:: Work required ::
Reproduce every line of the data below verbatim, keeping the original order.

:: Exercise data ::
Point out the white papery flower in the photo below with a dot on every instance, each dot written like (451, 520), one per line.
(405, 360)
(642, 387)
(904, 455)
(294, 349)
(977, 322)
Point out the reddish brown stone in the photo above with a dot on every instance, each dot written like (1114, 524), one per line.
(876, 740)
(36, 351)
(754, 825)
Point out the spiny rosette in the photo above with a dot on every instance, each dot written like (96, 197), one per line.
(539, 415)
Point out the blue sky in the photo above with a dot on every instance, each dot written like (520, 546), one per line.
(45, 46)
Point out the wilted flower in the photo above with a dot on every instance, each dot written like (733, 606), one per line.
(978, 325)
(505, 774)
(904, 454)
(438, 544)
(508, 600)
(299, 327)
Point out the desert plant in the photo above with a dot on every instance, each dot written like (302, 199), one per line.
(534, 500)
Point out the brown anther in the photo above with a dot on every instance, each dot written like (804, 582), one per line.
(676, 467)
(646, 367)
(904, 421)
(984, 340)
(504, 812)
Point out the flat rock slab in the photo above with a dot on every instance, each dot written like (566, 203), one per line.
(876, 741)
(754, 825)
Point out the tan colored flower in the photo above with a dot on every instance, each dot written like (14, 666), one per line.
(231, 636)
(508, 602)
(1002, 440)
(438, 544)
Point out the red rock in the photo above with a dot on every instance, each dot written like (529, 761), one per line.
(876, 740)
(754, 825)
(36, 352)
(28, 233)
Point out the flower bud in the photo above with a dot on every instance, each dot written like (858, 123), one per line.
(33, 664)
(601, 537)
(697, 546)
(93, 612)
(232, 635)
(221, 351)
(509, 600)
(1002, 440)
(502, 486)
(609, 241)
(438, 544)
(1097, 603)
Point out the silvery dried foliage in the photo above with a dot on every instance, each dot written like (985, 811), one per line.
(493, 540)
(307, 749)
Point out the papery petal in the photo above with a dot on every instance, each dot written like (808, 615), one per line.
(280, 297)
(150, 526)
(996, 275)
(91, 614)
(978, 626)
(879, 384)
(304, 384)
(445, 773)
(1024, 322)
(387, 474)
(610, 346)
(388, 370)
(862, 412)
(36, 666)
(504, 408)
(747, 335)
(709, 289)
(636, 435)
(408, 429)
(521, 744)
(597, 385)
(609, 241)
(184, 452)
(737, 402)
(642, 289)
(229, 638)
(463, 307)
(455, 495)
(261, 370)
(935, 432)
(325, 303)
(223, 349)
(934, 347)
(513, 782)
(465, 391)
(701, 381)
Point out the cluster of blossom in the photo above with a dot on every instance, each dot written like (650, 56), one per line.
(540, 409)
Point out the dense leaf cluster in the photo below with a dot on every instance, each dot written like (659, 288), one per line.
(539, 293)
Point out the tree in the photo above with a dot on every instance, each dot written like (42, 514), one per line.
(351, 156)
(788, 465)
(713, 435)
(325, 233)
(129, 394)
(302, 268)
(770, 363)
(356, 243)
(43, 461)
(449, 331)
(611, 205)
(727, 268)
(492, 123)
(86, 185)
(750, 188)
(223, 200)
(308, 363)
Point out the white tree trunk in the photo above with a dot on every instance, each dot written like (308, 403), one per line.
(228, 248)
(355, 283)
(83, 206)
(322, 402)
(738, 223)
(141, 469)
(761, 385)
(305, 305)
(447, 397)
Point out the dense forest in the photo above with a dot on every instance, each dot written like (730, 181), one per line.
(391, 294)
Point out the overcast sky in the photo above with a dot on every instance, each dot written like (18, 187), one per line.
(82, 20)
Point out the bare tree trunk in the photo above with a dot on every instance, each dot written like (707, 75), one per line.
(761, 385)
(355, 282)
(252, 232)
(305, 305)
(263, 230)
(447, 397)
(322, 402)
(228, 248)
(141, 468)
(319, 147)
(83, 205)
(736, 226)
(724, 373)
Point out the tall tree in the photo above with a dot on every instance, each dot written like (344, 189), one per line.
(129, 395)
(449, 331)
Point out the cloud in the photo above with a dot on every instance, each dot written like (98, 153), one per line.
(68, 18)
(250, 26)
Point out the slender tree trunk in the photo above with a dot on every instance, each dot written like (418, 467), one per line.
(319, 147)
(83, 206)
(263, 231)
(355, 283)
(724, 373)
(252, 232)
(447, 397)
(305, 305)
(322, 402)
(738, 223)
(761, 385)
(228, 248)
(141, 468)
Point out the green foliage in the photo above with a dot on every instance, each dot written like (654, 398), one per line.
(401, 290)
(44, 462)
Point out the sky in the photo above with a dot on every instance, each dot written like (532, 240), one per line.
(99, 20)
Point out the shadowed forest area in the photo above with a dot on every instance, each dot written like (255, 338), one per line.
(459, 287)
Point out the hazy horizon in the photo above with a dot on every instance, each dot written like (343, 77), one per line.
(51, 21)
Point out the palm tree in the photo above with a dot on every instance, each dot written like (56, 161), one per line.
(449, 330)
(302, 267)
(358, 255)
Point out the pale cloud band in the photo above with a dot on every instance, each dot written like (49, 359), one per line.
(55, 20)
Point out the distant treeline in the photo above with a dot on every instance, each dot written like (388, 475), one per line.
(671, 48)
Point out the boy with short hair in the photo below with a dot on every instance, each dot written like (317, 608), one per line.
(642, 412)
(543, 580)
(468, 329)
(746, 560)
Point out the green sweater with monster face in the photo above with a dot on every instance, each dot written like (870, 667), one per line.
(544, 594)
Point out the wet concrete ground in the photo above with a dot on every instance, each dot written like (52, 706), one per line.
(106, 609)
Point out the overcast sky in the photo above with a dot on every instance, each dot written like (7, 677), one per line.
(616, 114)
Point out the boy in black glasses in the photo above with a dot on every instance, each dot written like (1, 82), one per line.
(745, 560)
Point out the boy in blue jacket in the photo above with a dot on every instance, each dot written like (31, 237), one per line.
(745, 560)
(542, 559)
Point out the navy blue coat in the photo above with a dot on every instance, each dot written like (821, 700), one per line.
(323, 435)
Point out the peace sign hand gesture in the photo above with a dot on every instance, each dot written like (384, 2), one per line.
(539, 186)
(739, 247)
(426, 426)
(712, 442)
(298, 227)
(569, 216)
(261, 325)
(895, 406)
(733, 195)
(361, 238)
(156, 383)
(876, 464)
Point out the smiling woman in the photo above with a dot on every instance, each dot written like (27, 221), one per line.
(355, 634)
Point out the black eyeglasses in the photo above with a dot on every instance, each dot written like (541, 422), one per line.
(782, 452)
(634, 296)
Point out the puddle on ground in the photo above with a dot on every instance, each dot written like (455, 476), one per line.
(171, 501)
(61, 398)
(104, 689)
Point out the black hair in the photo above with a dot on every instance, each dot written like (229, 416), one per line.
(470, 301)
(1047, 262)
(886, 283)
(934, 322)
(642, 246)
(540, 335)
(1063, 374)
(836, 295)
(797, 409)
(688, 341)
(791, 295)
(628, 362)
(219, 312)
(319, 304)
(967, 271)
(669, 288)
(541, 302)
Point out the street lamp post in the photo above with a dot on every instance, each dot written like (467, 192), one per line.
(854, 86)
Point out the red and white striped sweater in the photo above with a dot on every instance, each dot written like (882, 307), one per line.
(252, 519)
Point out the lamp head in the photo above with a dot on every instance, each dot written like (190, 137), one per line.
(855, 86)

:: Output for this task ::
Point out the white papery flower in the photo below with a dot on every instance, each dot written like (451, 520), one per line.
(405, 360)
(642, 387)
(904, 455)
(294, 349)
(977, 322)
Point out the reddish brown stone in the photo above with a dot on every instance, each dot written like (1114, 524), one per line.
(876, 740)
(36, 351)
(754, 825)
Point out the spiny rosette in the photo above with a dot on every instance, each dot written like (96, 197), one per line.
(539, 415)
Point out the blue sky in the photo above with a dot on every instance, each dot written like (520, 546), one per line.
(45, 46)
Point out the wilted flower in the photo above with a dot on every instance, each dot written like (733, 606), one per line.
(978, 325)
(505, 774)
(904, 454)
(438, 544)
(508, 600)
(299, 327)
Point out the desert plant in the photo above with a dot on every instance, each dot written like (302, 199), one per line.
(534, 500)
Point out the brown anther in the photo above with a dot on every instance, each dot written like (804, 582), one per line.
(676, 467)
(646, 367)
(904, 421)
(984, 340)
(504, 812)
Point out the flat rock slab in the photo above with a dot on every instance, each dot written like (566, 203), one per line.
(876, 741)
(754, 825)
Point out the tan colored flower in the photo above with a dot on every instance, each dot written like (14, 666), one per line.
(231, 636)
(508, 602)
(1002, 440)
(438, 544)
Point out the red rock in the photo above with a dot on every instance, each dot written like (529, 761), one per line.
(876, 740)
(754, 825)
(36, 352)
(28, 233)
Point out the flower bud in the photo above with a dot on every instance, each dot written like (858, 123), one per line.
(33, 664)
(601, 537)
(697, 546)
(93, 612)
(232, 635)
(221, 351)
(509, 600)
(1002, 440)
(502, 486)
(609, 241)
(438, 544)
(1097, 603)
Point out the silvery dried foliage in the photo above with a dot on every instance, each dot written like (985, 811), one per line.
(493, 540)
(307, 749)
Point out the papery petal in the photo above with a dot on every instance, each dot written like (808, 615), one per line.
(280, 297)
(150, 526)
(996, 275)
(91, 614)
(978, 626)
(879, 384)
(304, 384)
(445, 773)
(1024, 322)
(387, 474)
(610, 346)
(388, 370)
(862, 412)
(36, 666)
(504, 408)
(747, 335)
(709, 289)
(636, 435)
(408, 429)
(521, 744)
(597, 385)
(609, 241)
(184, 452)
(737, 402)
(642, 289)
(229, 638)
(463, 307)
(455, 495)
(261, 370)
(935, 432)
(325, 303)
(223, 349)
(934, 347)
(513, 782)
(465, 391)
(701, 381)
Point out the cluster of blossom in the photo above with a dot on every instance, each dot written like (650, 56), one per line.
(540, 409)
Point out the dense leaf cluster in the photo below with a dot on every instance, each dot written like (659, 288), one per line.
(539, 293)
Point out the tree in the photo above with a dot on every instance, each dot written like (42, 514), one per line.
(351, 156)
(788, 465)
(713, 435)
(325, 233)
(129, 394)
(302, 268)
(770, 363)
(356, 243)
(43, 461)
(449, 331)
(611, 205)
(727, 268)
(492, 123)
(86, 185)
(750, 188)
(223, 200)
(308, 363)
Point out the white tree trunk in the photo above with a dot on every instance, each dot written like (308, 403), one per line.
(228, 248)
(355, 283)
(83, 206)
(322, 402)
(738, 223)
(141, 469)
(761, 385)
(305, 305)
(447, 397)
Point out the dense forest in the photo above with a dot on every instance, each dot written like (730, 181), one per line.
(391, 294)
Point out the overcast sky in the photo above with a dot on every instance, each dot written like (18, 187), one per line.
(82, 20)
Point out the bare tree trunk in the photo above with a dot on every instance, each dot written like (707, 75), one per line.
(761, 385)
(355, 282)
(252, 232)
(305, 305)
(263, 230)
(447, 397)
(322, 402)
(228, 248)
(141, 468)
(319, 147)
(83, 205)
(736, 226)
(724, 373)
Point out the tall tree in the photo above with a dot on every instance, each dot written like (344, 189), one per line.
(129, 395)
(449, 331)
Point out the cloud in the photo above with a dot on every instance, each dot written like (98, 153), one per line.
(68, 18)
(250, 26)
Point out the slender tree trunk in the photo above with a dot on every instance, each dot written like (418, 467), one per line.
(319, 147)
(83, 206)
(263, 231)
(355, 283)
(724, 373)
(252, 232)
(447, 397)
(305, 305)
(322, 402)
(738, 223)
(761, 385)
(228, 248)
(141, 468)
Point out the green foliage in the photo above with a dot on every instance, each dot written like (654, 398), one per line.
(401, 290)
(44, 462)
Point out the sky in the photo above with a dot on every instance, each dot written like (532, 240), one per line.
(99, 20)
Point out the shadowed forest area in the photo above with a dot on every instance, each dot written like (255, 338), one per line.
(459, 287)
Point out the hazy horizon in the photo above with a dot on every instance, each dot written like (343, 77), one per line.
(51, 21)
Point out the palm tree in the photo above with a dot on every instance, each dot written like (56, 161), one per line.
(449, 330)
(302, 267)
(358, 255)
Point out the pale cloud band in the photo above with a dot on every instance, each dot written like (49, 359), one per line.
(55, 20)
Point out the distant treeline in the photo above with a dot on every instance, each dot written like (388, 475), one per line.
(671, 48)
Point out the boy with short hair in the photo below with a dot on every instance, each dot written like (317, 608), one per line.
(642, 412)
(543, 580)
(468, 329)
(746, 560)
Point out the green sweater with monster face in the photo above with a dot on every instance, each dot written like (870, 667), one per line.
(544, 594)
Point out the wet concrete ground in the photo above with a dot on every instance, each dot written like (52, 706), one per line.
(106, 609)
Point out the overcast sky in the photo above with a dot on every instance, each dot written like (7, 677), one per line.
(616, 114)
Point out the boy in black glasses in the photo above with a dot on every instance, each dot written like (1, 82), one per line.
(745, 560)
Point out the boy in blue jacket in the photo above with a dot on every instance, each dot written like (31, 237), one per line.
(745, 560)
(542, 559)
Point out the navy blue coat in the photo above with a dot on every instance, each dot written like (821, 700), one per line.
(323, 435)
Point out the peace sign hand gesture in the photo above with a dot on every instance, each dot written like (384, 2), one per line.
(539, 186)
(739, 247)
(426, 426)
(712, 442)
(298, 227)
(569, 216)
(261, 325)
(895, 406)
(733, 195)
(361, 238)
(156, 383)
(876, 464)
Point out the smiling woman in the photo above with a dot on every instance, each dot written like (27, 221), one per line.
(355, 634)
Point out the black eyeglasses in the photo above with a dot on every instance, each dot written like (541, 422), one per line.
(782, 452)
(634, 296)
Point out the puddle on ground in the photo above with a dot on every instance, each dot written like (455, 476), one per line.
(171, 501)
(61, 398)
(104, 689)
Point out the black hair in the photo above with a dot on every instance, each dot written like (229, 416), one per line.
(470, 301)
(1047, 262)
(886, 283)
(934, 322)
(642, 246)
(540, 335)
(1063, 374)
(836, 295)
(797, 409)
(688, 341)
(791, 295)
(628, 362)
(219, 312)
(319, 304)
(967, 271)
(669, 288)
(541, 302)
Point out the street lamp post in the photo above with a dot on every instance, each dot written like (467, 192), one per line.
(854, 86)
Point out the red and white striped sweater in the photo above with a dot on every instance, each dot written like (882, 307), one per line.
(252, 519)
Point out the lamp head in the photo above with a dot on every instance, each dot written like (190, 137), one per line.
(855, 86)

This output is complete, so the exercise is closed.